Write out the podcast summary below in full, word for word, from its title line to the end of the overview paragraph.

*** DOCUMENT TEXT ***

Podcast Summary: Sources & Methods – “Inside a Secret Pentagon Effort to Bring AI to the Battlefield”
Date: March 23, 2026
Host: Mary Louise Kelly
Guest: Katrina Manson, Bloomberg reporter and author of Project Maven: A Marine Colonel, His Team and the Dawn of AI Warfare
Overview
This episode delves into the secretive origins and evolving deployment of artificial intelligence (AI) in U.S. military operations, centered around the Pentagon’s Project Maven. Host Mary Louise Kelly interviews Katrina Manson, whose reporting and new book track the journey of Marine Corps Colonel Drew Cukor—the driving force behind Project Maven—and examines how bureaucratic inertia, ethical dilemmas, and rapid technological advancement have shaped military AI’s integration into both past and current warfare.

*** End of DOCUMENT TEXT ***
*** PROVIDED INFORMATION ***

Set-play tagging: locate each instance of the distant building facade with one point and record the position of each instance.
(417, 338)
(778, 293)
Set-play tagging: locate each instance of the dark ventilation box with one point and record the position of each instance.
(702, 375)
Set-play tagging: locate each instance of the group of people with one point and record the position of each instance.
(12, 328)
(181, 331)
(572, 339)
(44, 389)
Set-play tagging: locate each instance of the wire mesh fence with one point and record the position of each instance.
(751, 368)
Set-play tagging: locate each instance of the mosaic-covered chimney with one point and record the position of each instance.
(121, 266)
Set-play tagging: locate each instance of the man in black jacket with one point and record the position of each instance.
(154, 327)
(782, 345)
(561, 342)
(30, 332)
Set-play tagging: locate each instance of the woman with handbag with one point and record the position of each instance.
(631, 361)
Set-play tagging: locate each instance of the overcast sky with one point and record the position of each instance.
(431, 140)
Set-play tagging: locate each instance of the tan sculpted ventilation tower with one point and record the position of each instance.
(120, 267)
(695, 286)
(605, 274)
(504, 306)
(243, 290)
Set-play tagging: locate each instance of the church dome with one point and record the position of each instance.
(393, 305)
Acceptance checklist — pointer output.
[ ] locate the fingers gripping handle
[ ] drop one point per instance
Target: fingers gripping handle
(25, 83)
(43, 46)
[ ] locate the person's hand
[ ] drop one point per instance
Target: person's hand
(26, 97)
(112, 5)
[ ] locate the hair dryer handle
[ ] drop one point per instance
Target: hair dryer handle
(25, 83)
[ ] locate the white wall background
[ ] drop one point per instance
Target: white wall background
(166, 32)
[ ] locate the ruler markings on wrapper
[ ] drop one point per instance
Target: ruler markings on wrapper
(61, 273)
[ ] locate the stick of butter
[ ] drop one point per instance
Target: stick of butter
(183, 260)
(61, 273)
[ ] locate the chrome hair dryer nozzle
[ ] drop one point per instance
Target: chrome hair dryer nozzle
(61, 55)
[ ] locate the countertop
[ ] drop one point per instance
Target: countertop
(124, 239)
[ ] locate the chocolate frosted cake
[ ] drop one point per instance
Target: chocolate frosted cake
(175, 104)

*** End of PROVIDED INFORMATION ***

**ANSWER TO THE PROBLEM**
Podcast Summary: Sources & Methods – “Inside a Secret Pentagon Effort to Bring AI to the Battlefield”
Date: March 23, 2026
Host: Mary Louise Kelly
Guest: Katrina Manson, Bloomberg reporter and author of Project Maven: A Marine Colonel, His Team and the Dawn of AI Warfare
Overview
This episode delves into the secretive origins and evolving deployment of artificial intelligence (AI) in U.S. military operations, centered around the Pentagon’s Project Maven. Host Mary Louise Kelly interviews Katrina Manson, whose reporting and new book track the journey of Marine Corps Colonel Drew Cukor—the driving force behind Project Maven—and examines how bureaucratic inertia, ethical dilemmas, and rapid technological advancement have shaped military AI’s integration into both past and current warfare.